Quote verbatim the data below, from the line containing "stone facade? Mark that spot." through the final line, both ends included. Omit the pictures from your output.

Data from a source:
+ + + +
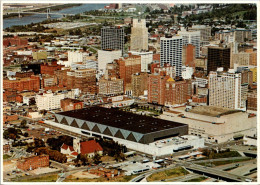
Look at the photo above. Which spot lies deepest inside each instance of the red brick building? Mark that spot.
(156, 88)
(21, 84)
(199, 99)
(7, 117)
(17, 41)
(188, 55)
(154, 66)
(247, 77)
(129, 66)
(83, 79)
(6, 148)
(68, 104)
(24, 74)
(49, 68)
(61, 76)
(177, 92)
(252, 100)
(34, 162)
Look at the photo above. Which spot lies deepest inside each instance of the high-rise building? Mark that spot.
(83, 79)
(139, 83)
(129, 66)
(146, 59)
(225, 90)
(218, 57)
(156, 88)
(177, 92)
(105, 57)
(171, 52)
(254, 70)
(139, 35)
(205, 33)
(112, 38)
(191, 37)
(188, 55)
(111, 87)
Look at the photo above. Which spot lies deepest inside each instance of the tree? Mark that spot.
(96, 158)
(23, 123)
(26, 134)
(147, 10)
(84, 159)
(32, 101)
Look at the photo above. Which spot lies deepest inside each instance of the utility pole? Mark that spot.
(48, 13)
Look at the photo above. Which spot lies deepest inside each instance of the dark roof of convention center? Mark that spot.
(121, 119)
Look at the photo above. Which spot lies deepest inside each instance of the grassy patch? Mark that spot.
(5, 156)
(167, 174)
(102, 179)
(218, 163)
(47, 178)
(199, 179)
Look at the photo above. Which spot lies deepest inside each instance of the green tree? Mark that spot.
(96, 158)
(23, 123)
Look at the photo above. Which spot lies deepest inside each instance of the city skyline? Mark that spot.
(127, 92)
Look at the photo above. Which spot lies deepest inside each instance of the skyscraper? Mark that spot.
(139, 35)
(191, 37)
(218, 57)
(112, 38)
(225, 90)
(171, 52)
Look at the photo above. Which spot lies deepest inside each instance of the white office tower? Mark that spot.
(225, 90)
(205, 33)
(105, 57)
(139, 35)
(171, 52)
(112, 38)
(191, 37)
(146, 59)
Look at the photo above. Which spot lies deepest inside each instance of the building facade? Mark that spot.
(188, 55)
(20, 84)
(139, 35)
(105, 57)
(191, 37)
(146, 59)
(171, 52)
(139, 83)
(156, 88)
(225, 90)
(112, 38)
(218, 57)
(34, 162)
(83, 79)
(111, 87)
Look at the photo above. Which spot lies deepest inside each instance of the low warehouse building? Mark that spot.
(142, 133)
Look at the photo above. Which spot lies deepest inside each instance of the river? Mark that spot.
(41, 17)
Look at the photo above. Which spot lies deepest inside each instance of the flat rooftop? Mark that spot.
(213, 111)
(121, 119)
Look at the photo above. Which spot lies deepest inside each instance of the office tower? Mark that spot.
(139, 83)
(188, 55)
(112, 38)
(139, 35)
(218, 57)
(128, 66)
(205, 33)
(225, 90)
(105, 57)
(191, 37)
(171, 52)
(146, 59)
(177, 92)
(156, 88)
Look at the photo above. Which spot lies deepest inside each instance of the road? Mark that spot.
(216, 173)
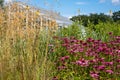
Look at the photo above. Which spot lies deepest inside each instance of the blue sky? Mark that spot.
(70, 7)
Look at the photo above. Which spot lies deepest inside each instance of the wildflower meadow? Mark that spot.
(74, 52)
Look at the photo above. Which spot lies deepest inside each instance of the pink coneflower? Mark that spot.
(109, 71)
(82, 62)
(94, 75)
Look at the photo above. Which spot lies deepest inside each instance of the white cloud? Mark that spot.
(80, 3)
(102, 1)
(116, 2)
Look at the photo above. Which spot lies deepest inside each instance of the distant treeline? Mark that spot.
(96, 18)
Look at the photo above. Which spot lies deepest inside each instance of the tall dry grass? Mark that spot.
(23, 46)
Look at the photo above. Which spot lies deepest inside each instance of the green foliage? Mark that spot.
(1, 2)
(73, 30)
(92, 18)
(116, 16)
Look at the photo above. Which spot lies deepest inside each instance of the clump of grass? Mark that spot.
(24, 48)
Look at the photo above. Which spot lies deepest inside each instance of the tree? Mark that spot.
(1, 3)
(116, 16)
(92, 18)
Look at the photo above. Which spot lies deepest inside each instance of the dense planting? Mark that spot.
(89, 59)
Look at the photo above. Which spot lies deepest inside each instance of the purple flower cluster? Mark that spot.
(97, 56)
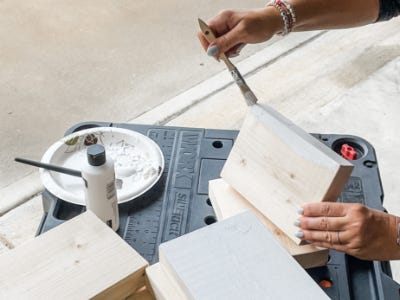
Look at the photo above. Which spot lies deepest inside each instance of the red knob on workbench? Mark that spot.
(348, 152)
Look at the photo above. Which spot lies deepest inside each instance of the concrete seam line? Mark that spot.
(179, 104)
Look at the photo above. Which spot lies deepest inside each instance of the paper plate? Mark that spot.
(138, 160)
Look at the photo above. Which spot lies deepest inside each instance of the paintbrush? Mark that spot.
(49, 167)
(244, 88)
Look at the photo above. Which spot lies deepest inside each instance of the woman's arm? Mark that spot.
(352, 228)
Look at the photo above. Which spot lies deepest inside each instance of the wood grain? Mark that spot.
(79, 259)
(227, 203)
(278, 167)
(237, 258)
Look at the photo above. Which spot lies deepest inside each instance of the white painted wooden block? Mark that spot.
(227, 203)
(163, 285)
(277, 167)
(237, 258)
(80, 259)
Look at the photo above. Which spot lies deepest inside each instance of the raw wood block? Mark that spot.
(80, 259)
(277, 167)
(163, 286)
(227, 203)
(237, 258)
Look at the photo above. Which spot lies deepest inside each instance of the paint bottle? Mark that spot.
(100, 193)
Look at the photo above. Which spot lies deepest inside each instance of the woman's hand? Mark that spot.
(234, 29)
(352, 228)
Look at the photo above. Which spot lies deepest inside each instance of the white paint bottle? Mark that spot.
(100, 193)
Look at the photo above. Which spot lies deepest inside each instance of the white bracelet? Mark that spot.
(287, 13)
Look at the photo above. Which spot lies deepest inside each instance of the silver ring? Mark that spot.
(339, 241)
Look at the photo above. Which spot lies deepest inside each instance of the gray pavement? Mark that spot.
(66, 62)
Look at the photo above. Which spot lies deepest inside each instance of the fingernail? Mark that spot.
(212, 50)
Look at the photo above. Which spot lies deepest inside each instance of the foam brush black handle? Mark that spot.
(49, 167)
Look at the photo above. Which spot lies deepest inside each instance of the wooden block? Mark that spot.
(80, 259)
(227, 203)
(237, 258)
(277, 167)
(163, 285)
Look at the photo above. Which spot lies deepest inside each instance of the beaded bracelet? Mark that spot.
(287, 13)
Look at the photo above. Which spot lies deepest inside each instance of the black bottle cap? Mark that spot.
(96, 155)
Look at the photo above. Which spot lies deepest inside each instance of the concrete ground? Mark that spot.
(57, 74)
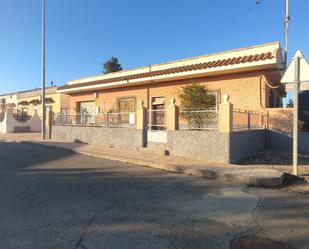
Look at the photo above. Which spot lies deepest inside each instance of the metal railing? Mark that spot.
(206, 119)
(246, 119)
(156, 119)
(121, 119)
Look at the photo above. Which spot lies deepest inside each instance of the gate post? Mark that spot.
(141, 116)
(226, 115)
(172, 119)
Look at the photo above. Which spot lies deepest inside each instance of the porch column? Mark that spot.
(172, 116)
(141, 116)
(226, 115)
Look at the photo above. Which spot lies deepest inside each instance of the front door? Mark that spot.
(87, 111)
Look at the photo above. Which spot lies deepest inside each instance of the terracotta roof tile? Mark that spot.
(180, 69)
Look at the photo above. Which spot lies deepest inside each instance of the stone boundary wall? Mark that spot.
(115, 137)
(215, 146)
(246, 143)
(10, 125)
(207, 145)
(284, 142)
(280, 119)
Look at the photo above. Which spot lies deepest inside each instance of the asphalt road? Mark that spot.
(52, 198)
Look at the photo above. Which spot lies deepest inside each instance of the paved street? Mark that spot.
(52, 198)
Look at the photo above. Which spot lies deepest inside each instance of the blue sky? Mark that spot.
(82, 34)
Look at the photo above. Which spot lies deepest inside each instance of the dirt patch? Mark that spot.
(252, 242)
(283, 162)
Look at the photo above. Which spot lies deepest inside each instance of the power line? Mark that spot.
(257, 2)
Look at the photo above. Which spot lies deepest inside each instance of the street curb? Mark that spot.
(245, 176)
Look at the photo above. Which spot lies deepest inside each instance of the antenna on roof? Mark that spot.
(286, 33)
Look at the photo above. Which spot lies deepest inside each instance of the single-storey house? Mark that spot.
(251, 76)
(30, 102)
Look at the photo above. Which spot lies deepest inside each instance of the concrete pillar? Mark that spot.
(226, 115)
(141, 116)
(172, 116)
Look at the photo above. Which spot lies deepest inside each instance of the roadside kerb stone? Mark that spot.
(250, 176)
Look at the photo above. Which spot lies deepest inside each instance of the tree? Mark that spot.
(196, 100)
(111, 66)
(290, 104)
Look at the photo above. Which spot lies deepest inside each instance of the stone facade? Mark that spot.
(113, 137)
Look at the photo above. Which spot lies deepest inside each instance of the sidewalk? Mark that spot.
(251, 175)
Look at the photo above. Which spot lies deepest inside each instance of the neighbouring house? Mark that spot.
(251, 76)
(8, 101)
(29, 102)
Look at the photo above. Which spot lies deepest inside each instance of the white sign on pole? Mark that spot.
(288, 77)
(296, 77)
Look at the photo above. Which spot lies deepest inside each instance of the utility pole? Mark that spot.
(295, 123)
(43, 126)
(286, 33)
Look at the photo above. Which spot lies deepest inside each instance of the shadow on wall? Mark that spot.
(246, 143)
(284, 142)
(280, 119)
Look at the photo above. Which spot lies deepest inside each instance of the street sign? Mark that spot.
(296, 77)
(288, 77)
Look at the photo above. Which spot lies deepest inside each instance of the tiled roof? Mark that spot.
(179, 69)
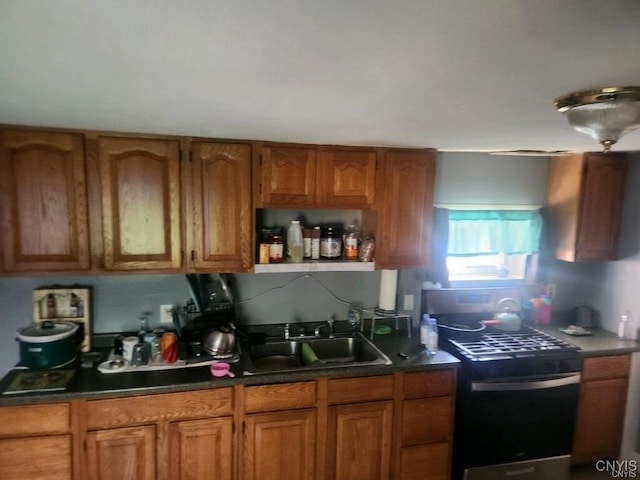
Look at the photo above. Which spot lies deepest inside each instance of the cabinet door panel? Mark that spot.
(601, 215)
(288, 176)
(141, 203)
(221, 188)
(347, 178)
(405, 206)
(44, 201)
(598, 436)
(280, 445)
(38, 458)
(201, 449)
(123, 454)
(359, 441)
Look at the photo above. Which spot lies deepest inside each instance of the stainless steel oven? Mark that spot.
(517, 394)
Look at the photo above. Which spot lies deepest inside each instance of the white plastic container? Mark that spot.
(295, 247)
(429, 334)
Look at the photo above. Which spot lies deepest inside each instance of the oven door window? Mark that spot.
(516, 420)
+ + + +
**Solution to this exercise**.
Look at the photo above. Which spot lies deepest inside each instance of the stone facade? Mark that spot.
(113, 137)
Look at the photo above. Which spot lies deepest inside each instance of the sidewalk? Mark that spot.
(251, 175)
Look at the photo above. Which spot lies deepest inside each instance of the neighbouring house? Mark that spot.
(251, 76)
(8, 101)
(29, 102)
Look at the photo above. Which spot lies deepest inside each instance of the white sign on pole? Mark that spot.
(288, 77)
(296, 77)
Look at the photo above. Which spot lies deepest inside each instance of the utility pole? Mark that spot.
(295, 123)
(43, 126)
(286, 33)
Look at the photo above. Which spot lies deepest inside each instance of the shadow on wall? Mark that spot.
(246, 143)
(284, 142)
(280, 119)
Look at the photo above. Which spot lies deepest inside each instance of the street sign? Mark that spot.
(296, 77)
(288, 77)
Look at the photo above. Which spot lies deepest inside each instance of the tiled roof? Mark that spot.
(179, 69)
Look at the photo above. Which spot lies deepest inside each instance of the cabinet door panel? Mark that spot.
(601, 215)
(288, 176)
(141, 203)
(221, 188)
(347, 178)
(405, 206)
(44, 201)
(598, 436)
(280, 445)
(38, 458)
(201, 449)
(123, 454)
(359, 441)
Look at the photo above. Which spot lies deepest inside each instance of the stainless steel oven? Mark that spot.
(517, 394)
Look at the photo above. Which spot lies deepest inside each instance of the white plastic container? Mark that spot.
(295, 247)
(429, 334)
Look at the photo above. Which spot lies deepest inside each instance of the oven door window? Mark that spot.
(516, 420)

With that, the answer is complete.